::: Data excerpts :::

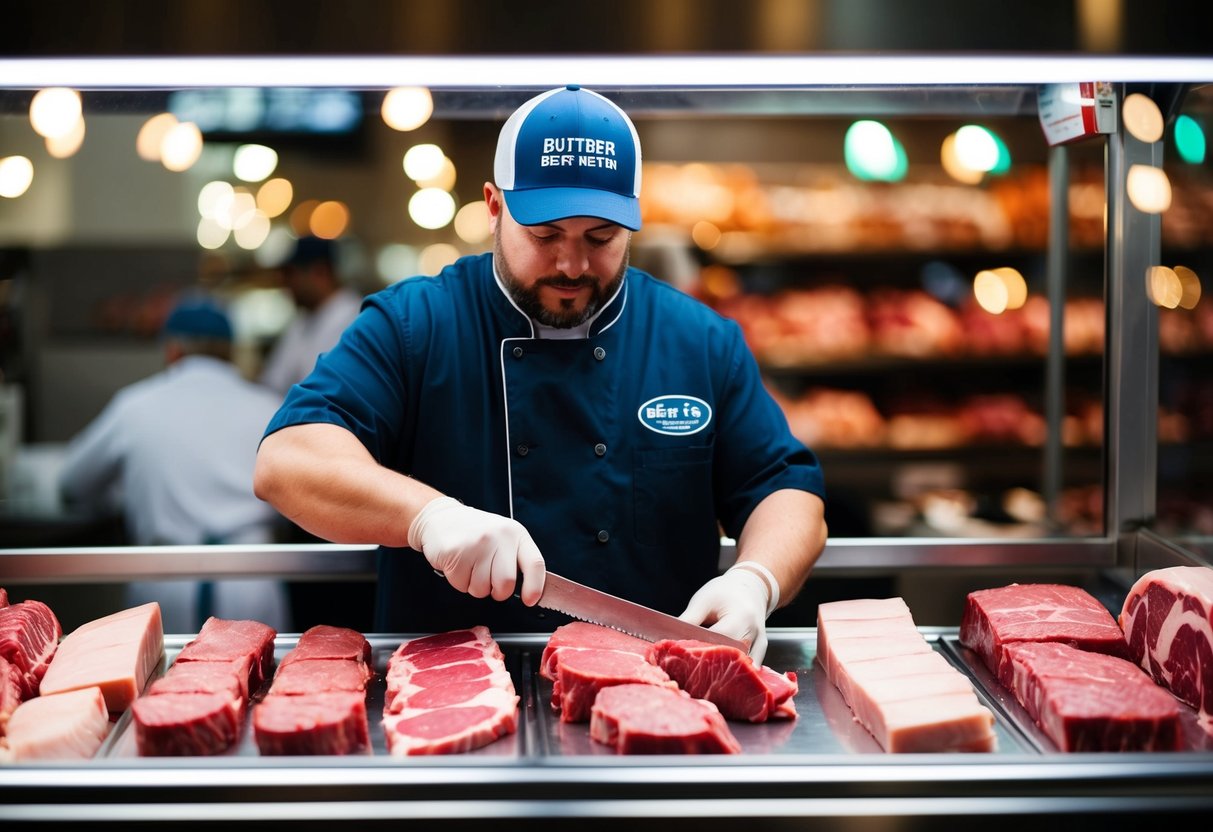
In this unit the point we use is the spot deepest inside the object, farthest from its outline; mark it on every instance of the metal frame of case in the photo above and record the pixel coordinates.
(850, 791)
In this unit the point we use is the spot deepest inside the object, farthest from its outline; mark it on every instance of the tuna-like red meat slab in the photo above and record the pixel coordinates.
(221, 639)
(1089, 701)
(584, 636)
(184, 724)
(326, 723)
(29, 636)
(728, 678)
(1167, 619)
(1036, 613)
(581, 674)
(325, 643)
(650, 719)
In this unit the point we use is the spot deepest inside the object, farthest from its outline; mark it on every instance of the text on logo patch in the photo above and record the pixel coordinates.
(675, 415)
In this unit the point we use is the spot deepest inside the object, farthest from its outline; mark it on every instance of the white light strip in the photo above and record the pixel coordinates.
(641, 72)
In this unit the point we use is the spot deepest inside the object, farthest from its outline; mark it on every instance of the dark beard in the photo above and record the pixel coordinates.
(527, 297)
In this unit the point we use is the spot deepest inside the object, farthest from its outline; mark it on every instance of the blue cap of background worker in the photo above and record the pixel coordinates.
(312, 250)
(198, 319)
(570, 153)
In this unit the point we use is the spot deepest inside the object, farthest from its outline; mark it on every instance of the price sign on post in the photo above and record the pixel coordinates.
(1072, 112)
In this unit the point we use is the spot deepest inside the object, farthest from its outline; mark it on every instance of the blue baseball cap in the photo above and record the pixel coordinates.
(570, 153)
(198, 319)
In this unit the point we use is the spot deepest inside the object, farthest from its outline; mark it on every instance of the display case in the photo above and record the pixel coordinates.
(821, 768)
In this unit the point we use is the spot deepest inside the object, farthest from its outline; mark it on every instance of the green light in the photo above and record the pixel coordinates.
(873, 153)
(1189, 140)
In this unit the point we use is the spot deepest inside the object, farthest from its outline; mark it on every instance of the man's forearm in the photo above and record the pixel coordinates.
(322, 478)
(786, 534)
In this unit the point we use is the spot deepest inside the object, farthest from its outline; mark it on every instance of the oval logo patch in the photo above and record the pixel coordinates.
(675, 415)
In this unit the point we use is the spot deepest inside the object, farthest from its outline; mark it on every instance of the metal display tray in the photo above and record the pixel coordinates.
(824, 723)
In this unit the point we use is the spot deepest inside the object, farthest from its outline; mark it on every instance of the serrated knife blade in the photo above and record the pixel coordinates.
(601, 608)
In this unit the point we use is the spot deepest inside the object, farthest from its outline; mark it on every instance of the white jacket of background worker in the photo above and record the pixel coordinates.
(181, 446)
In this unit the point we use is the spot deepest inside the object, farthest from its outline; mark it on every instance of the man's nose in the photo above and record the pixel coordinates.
(573, 258)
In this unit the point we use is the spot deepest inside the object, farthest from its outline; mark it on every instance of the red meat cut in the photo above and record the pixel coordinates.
(581, 674)
(29, 636)
(221, 639)
(650, 719)
(326, 723)
(1036, 613)
(728, 678)
(448, 693)
(1168, 622)
(317, 702)
(584, 636)
(1091, 701)
(184, 724)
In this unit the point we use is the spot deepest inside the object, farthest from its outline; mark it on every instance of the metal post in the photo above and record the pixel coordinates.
(1055, 284)
(1131, 368)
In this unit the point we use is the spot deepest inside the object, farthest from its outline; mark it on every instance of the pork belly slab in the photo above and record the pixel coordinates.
(317, 702)
(728, 678)
(1036, 613)
(1167, 620)
(68, 725)
(1091, 701)
(115, 653)
(651, 719)
(446, 694)
(904, 693)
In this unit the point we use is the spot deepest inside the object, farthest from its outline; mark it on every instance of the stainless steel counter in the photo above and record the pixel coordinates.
(821, 765)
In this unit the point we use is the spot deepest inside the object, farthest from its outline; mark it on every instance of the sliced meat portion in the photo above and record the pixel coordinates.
(329, 723)
(29, 636)
(223, 639)
(117, 653)
(319, 676)
(1036, 613)
(170, 724)
(584, 636)
(69, 725)
(581, 674)
(454, 730)
(11, 687)
(1167, 620)
(324, 643)
(905, 694)
(653, 719)
(448, 693)
(727, 677)
(1091, 701)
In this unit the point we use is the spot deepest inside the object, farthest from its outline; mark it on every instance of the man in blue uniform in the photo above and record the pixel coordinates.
(548, 406)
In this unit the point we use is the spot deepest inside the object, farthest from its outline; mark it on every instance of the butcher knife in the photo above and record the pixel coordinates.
(601, 608)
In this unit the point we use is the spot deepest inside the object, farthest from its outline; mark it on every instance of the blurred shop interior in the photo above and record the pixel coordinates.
(888, 268)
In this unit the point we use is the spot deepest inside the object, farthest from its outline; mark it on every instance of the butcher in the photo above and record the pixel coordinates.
(545, 405)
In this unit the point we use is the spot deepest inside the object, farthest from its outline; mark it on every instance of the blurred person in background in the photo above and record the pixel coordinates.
(324, 307)
(176, 450)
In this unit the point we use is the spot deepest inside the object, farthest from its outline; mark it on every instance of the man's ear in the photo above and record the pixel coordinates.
(495, 203)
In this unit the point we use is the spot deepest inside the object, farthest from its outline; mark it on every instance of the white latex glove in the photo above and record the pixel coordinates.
(735, 604)
(478, 552)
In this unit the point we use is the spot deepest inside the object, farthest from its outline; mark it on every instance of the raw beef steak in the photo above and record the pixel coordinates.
(651, 719)
(1168, 622)
(728, 678)
(1091, 701)
(1036, 613)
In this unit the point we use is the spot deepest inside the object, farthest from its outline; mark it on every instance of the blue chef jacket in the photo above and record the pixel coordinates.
(624, 454)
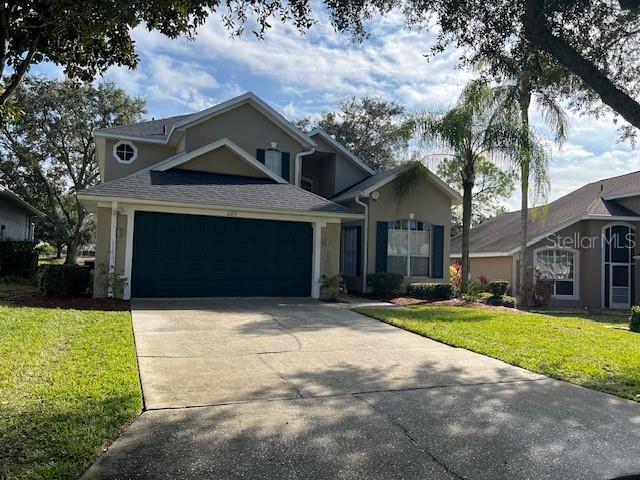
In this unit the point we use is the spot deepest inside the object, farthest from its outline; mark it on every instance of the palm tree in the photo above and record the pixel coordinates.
(472, 131)
(514, 101)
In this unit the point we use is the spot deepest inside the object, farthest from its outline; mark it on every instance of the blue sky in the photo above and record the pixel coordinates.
(303, 75)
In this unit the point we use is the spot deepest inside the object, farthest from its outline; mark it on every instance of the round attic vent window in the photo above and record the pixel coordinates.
(125, 152)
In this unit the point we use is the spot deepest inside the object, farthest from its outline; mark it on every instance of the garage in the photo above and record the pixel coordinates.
(176, 255)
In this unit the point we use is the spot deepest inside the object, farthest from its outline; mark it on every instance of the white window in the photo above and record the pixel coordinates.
(409, 248)
(273, 161)
(559, 268)
(125, 152)
(306, 184)
(350, 251)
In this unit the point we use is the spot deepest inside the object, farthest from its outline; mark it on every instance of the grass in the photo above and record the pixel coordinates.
(68, 385)
(572, 348)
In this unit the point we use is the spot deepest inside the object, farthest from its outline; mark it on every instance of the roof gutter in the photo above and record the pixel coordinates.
(297, 165)
(366, 240)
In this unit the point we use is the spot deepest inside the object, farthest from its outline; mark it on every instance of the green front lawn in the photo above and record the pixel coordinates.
(572, 348)
(68, 385)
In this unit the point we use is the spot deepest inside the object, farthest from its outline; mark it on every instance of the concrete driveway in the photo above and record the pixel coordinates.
(279, 389)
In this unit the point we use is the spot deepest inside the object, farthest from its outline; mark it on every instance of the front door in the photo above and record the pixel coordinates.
(620, 288)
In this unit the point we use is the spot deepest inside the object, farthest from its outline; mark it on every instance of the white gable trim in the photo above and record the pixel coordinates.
(219, 109)
(342, 149)
(455, 196)
(183, 157)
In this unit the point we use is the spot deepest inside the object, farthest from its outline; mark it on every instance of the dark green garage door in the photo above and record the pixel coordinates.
(200, 256)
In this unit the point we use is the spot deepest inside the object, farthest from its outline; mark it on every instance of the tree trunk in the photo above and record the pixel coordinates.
(538, 33)
(525, 164)
(467, 188)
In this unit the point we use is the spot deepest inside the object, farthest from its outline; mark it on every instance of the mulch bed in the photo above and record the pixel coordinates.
(76, 303)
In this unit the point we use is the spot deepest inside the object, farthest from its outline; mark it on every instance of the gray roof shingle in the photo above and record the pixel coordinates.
(367, 183)
(151, 129)
(186, 186)
(502, 233)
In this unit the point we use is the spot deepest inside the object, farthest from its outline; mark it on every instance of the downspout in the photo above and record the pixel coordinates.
(366, 241)
(298, 165)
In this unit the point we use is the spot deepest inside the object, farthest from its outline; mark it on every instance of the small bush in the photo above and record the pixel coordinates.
(384, 284)
(430, 291)
(333, 287)
(634, 320)
(542, 292)
(503, 301)
(18, 258)
(498, 288)
(455, 278)
(475, 289)
(64, 280)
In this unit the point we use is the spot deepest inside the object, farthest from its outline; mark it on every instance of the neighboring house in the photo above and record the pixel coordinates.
(583, 243)
(236, 201)
(16, 216)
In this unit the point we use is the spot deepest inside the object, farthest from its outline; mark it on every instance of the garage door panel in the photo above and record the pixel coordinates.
(190, 255)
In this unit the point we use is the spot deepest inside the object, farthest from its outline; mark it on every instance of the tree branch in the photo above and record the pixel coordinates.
(538, 33)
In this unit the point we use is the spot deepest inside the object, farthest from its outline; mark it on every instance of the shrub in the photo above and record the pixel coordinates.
(333, 287)
(634, 320)
(384, 284)
(18, 258)
(64, 280)
(503, 301)
(455, 278)
(498, 288)
(45, 249)
(475, 289)
(542, 292)
(430, 291)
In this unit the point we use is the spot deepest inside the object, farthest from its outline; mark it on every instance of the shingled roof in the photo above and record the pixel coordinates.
(212, 189)
(597, 199)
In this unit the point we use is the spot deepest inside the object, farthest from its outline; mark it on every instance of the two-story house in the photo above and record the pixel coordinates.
(236, 201)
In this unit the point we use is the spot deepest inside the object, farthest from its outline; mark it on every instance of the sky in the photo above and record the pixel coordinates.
(306, 74)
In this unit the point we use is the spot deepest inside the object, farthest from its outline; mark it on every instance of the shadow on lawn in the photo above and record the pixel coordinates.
(46, 441)
(529, 429)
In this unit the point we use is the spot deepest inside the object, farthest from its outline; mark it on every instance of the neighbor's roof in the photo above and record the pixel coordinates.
(595, 200)
(212, 189)
(368, 185)
(161, 131)
(17, 200)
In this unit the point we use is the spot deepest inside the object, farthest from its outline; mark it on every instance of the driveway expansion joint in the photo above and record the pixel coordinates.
(411, 439)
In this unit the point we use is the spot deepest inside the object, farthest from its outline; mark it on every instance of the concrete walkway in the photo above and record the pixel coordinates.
(279, 389)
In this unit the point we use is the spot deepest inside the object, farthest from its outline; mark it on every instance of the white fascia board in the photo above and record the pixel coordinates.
(211, 112)
(342, 149)
(184, 157)
(613, 196)
(219, 210)
(482, 255)
(257, 102)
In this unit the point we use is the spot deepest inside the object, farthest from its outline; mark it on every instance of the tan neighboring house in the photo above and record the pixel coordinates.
(583, 243)
(16, 216)
(236, 201)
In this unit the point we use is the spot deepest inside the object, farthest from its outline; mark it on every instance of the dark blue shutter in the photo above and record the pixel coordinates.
(382, 235)
(285, 165)
(359, 251)
(437, 259)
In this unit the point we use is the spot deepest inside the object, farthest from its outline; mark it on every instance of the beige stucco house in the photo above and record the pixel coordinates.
(16, 216)
(583, 243)
(236, 201)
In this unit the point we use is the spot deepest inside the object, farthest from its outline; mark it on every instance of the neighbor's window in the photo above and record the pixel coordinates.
(350, 251)
(557, 267)
(273, 161)
(409, 247)
(125, 152)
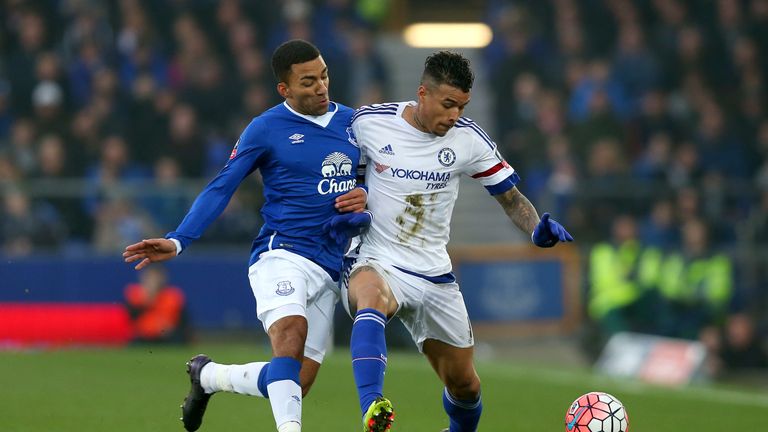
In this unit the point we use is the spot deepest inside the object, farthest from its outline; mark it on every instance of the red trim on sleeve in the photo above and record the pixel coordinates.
(490, 171)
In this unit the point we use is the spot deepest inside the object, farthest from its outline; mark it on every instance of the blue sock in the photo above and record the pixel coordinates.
(262, 381)
(369, 355)
(464, 414)
(280, 368)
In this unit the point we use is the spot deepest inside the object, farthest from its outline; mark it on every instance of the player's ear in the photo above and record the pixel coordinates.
(421, 92)
(283, 90)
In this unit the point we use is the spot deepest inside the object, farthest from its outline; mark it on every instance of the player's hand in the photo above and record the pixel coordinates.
(149, 251)
(345, 226)
(548, 232)
(352, 201)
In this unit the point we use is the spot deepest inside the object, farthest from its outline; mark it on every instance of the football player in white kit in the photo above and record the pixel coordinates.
(415, 153)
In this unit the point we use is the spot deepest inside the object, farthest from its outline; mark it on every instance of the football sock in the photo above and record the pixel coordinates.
(464, 414)
(284, 389)
(289, 427)
(248, 379)
(369, 355)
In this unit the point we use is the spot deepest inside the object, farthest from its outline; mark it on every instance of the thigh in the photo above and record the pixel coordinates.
(455, 367)
(367, 283)
(320, 321)
(279, 285)
(439, 314)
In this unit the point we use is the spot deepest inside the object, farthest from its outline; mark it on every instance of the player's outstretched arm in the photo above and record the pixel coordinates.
(149, 251)
(545, 232)
(352, 201)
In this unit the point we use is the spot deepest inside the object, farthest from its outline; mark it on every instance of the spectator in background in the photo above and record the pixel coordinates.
(696, 284)
(26, 226)
(157, 309)
(622, 291)
(736, 347)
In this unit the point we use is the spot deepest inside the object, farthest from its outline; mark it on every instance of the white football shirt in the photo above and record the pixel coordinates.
(413, 180)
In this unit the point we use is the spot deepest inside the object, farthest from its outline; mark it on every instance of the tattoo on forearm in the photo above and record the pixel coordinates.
(519, 210)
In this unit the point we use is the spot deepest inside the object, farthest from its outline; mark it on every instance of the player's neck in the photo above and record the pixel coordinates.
(412, 117)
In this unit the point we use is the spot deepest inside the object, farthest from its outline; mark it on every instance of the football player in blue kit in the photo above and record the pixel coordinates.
(308, 158)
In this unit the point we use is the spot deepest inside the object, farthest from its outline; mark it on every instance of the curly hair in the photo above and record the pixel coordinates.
(445, 67)
(290, 53)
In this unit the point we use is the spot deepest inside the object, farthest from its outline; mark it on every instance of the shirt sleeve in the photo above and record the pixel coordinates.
(488, 166)
(363, 157)
(247, 155)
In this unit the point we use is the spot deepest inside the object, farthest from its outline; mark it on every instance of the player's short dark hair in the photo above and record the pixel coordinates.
(445, 67)
(290, 53)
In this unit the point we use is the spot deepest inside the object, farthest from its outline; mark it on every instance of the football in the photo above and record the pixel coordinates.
(596, 412)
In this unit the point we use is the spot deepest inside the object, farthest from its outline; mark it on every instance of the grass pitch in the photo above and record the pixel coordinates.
(141, 388)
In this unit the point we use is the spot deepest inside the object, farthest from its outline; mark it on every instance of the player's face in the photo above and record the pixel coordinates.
(440, 106)
(307, 88)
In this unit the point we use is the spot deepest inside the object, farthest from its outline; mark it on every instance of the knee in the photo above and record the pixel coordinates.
(367, 291)
(288, 336)
(464, 387)
(306, 384)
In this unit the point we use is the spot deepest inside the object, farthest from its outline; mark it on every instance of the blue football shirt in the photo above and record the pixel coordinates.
(304, 166)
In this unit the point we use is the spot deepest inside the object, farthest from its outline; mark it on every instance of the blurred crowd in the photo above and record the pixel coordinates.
(142, 100)
(644, 126)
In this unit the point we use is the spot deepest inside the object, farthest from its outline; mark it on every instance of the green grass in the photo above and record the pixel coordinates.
(140, 389)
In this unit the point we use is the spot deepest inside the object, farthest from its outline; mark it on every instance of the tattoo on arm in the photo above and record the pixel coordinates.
(519, 210)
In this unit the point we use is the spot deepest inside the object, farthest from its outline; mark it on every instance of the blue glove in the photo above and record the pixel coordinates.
(548, 232)
(345, 226)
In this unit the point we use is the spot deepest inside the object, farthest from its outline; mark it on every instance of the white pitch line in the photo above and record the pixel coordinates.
(701, 393)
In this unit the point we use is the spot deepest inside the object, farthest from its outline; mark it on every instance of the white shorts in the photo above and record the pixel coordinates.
(428, 310)
(287, 284)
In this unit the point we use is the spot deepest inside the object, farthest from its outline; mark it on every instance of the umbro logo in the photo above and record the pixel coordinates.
(387, 149)
(296, 138)
(380, 168)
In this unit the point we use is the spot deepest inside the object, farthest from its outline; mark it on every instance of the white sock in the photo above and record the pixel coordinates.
(285, 397)
(243, 379)
(289, 427)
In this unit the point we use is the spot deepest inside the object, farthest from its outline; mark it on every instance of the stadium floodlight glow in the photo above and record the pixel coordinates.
(448, 35)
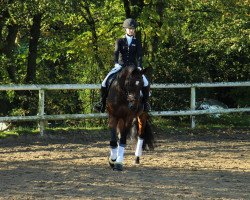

:::

Give back exactly the lines from the line with "the green grass" through the end of the material above, and omit every picture.

Solution to the exercise →
In this unit the point we use is the spot deepest inside the object, farthest from its outline; mark it on every instance of the green grass in the photo above and record the pixel coordinates.
(140, 389)
In this unit the point we use is the spot deepest inside the object, farthest from its outline; mark it on every instance of the tattoo on arm in the photo above and record the pixel coordinates.
(519, 210)
In this unit the point we use is the spot deepest inside the object, farthest from its outline; mark it on every instance of the blue glove in the photo above and record the pixel coordinates.
(548, 232)
(345, 226)
In this unit the point we use is the spot deepest inside the object, farthest from its outline; mark it on every instance of the white pitch line in the photo above and record the pixel coordinates.
(701, 393)
In this unit the point we use is the spot deepest inside the object, farthest from its outline; mark it on every instance of the white shorts in the photo above and record the pixel coordinates.
(428, 310)
(287, 284)
In this unit the point we use is the spot deepest inside the object, farthest from its outline; mark it on every instance of the umbro logo in the photo above and record the pixel coordinates.
(387, 149)
(296, 138)
(380, 168)
In this unit the point we use is the spot deepest inside the object, farthest from its outline; mark it on every instance of the white sock in the photo above and record the pixel coordinates.
(285, 397)
(243, 379)
(289, 427)
In this unit the point we use is the spot deepest inside the object, farthest from its outline; mark it on every instance of the stadium floodlight glow in the photo above and record the pixel coordinates.
(448, 35)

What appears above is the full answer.